# PROBLEM:
Line by line, repeat the data below exactly, beginning at the first line and ending at the line with "positive clicks: (157, 145)". Omit pictures.

********

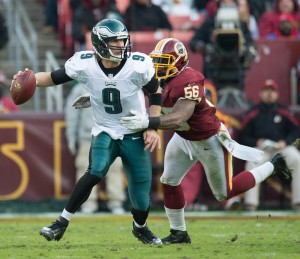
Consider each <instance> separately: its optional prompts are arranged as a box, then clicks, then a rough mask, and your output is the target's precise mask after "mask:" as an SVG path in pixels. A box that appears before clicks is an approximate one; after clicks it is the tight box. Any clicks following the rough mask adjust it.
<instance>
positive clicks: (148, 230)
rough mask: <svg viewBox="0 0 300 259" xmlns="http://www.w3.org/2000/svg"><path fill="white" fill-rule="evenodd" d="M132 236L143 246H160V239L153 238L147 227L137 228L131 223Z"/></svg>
mask: <svg viewBox="0 0 300 259" xmlns="http://www.w3.org/2000/svg"><path fill="white" fill-rule="evenodd" d="M132 234H133V235H134V236H135V237H136V238H137V239H138V240H140V241H141V242H142V243H144V244H148V245H159V244H162V242H161V240H160V238H158V237H157V236H155V235H154V234H153V233H152V232H151V231H150V230H149V228H148V227H147V225H146V226H145V227H142V228H138V227H137V226H136V225H135V224H134V222H133V223H132Z"/></svg>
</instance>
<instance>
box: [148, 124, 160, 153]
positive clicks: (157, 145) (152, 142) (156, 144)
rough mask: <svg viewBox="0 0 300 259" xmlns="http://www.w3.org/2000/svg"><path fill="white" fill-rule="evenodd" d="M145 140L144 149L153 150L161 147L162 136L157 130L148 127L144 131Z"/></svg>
mask: <svg viewBox="0 0 300 259" xmlns="http://www.w3.org/2000/svg"><path fill="white" fill-rule="evenodd" d="M144 142H145V148H144V150H147V149H149V150H150V152H152V151H153V150H154V149H155V148H156V147H158V148H159V149H160V137H159V135H158V133H157V132H156V130H153V129H147V130H146V131H145V132H144Z"/></svg>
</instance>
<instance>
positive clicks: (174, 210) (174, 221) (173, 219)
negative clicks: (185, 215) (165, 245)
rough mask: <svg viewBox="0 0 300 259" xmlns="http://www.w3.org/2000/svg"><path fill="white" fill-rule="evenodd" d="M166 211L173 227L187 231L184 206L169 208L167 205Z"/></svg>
mask: <svg viewBox="0 0 300 259" xmlns="http://www.w3.org/2000/svg"><path fill="white" fill-rule="evenodd" d="M165 211H166V214H167V216H168V219H169V222H170V228H171V229H174V230H181V231H186V226H185V220H184V208H182V209H168V208H167V207H165Z"/></svg>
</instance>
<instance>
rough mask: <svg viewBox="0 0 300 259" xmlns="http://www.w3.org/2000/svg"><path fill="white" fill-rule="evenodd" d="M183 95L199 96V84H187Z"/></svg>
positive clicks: (196, 96) (196, 97)
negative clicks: (189, 84)
mask: <svg viewBox="0 0 300 259" xmlns="http://www.w3.org/2000/svg"><path fill="white" fill-rule="evenodd" d="M184 96H185V98H188V99H194V98H198V97H199V86H198V85H188V86H187V87H185V88H184Z"/></svg>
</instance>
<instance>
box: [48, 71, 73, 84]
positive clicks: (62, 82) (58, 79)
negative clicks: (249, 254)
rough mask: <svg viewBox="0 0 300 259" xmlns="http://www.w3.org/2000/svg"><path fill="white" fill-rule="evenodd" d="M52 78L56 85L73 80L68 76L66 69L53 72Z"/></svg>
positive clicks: (53, 71) (72, 79)
mask: <svg viewBox="0 0 300 259" xmlns="http://www.w3.org/2000/svg"><path fill="white" fill-rule="evenodd" d="M51 78H52V81H53V83H54V84H56V85H60V84H63V83H66V82H69V81H72V80H73V79H72V78H71V77H69V76H68V75H67V74H66V70H65V68H59V69H57V70H55V71H52V72H51Z"/></svg>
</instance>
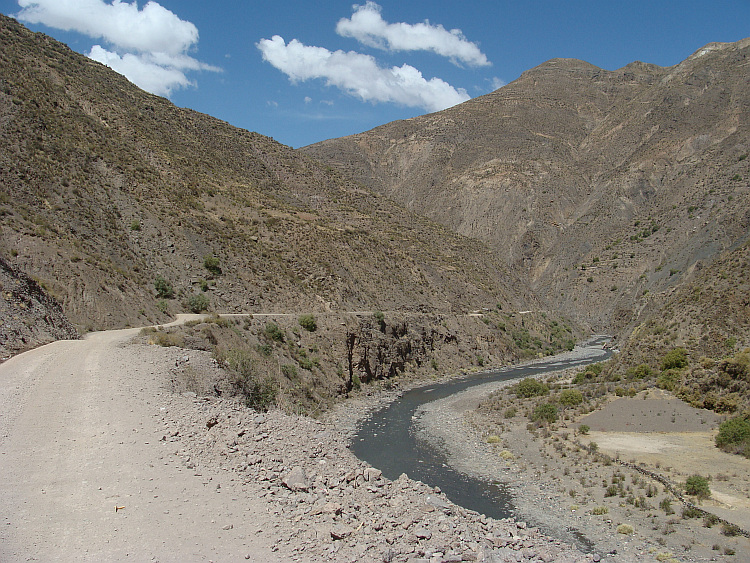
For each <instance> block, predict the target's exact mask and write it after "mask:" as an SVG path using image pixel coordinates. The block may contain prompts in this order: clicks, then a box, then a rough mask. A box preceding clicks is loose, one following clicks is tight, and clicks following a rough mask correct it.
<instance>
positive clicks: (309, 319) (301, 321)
mask: <svg viewBox="0 0 750 563" xmlns="http://www.w3.org/2000/svg"><path fill="white" fill-rule="evenodd" d="M299 325H300V326H301V327H302V328H304V329H305V330H307V331H308V332H315V331H316V330H318V323H317V321H316V320H315V316H313V315H302V316H300V318H299Z"/></svg>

********

# THE ANSWER:
Consider each <instance> separately: its optional prompts are arranged as a box, then clicks, then a rough mask, and your output is the target's precise mask after "mask:" as an SVG path in pixels. A box that appears before clicks is an approximate one; after clicks it is the tight box. Any clicks following the rough mask adjust it.
<instance>
positive clicks: (148, 230)
rough mask: <svg viewBox="0 0 300 259" xmlns="http://www.w3.org/2000/svg"><path fill="white" fill-rule="evenodd" d="M132 236L143 246H160V239L153 238L147 227L137 228L131 223Z"/></svg>
mask: <svg viewBox="0 0 300 259" xmlns="http://www.w3.org/2000/svg"><path fill="white" fill-rule="evenodd" d="M132 234H133V235H134V236H135V237H136V238H137V239H138V240H140V241H141V242H142V243H144V244H148V245H159V244H162V242H161V240H160V238H158V237H157V236H155V235H154V234H153V233H152V232H151V231H150V230H149V228H148V227H147V225H146V226H145V227H142V228H138V227H137V226H136V225H135V224H134V222H133V223H132Z"/></svg>
</instance>
<instance>
box: [148, 124, 160, 153]
positive clicks: (157, 145) (152, 142) (156, 144)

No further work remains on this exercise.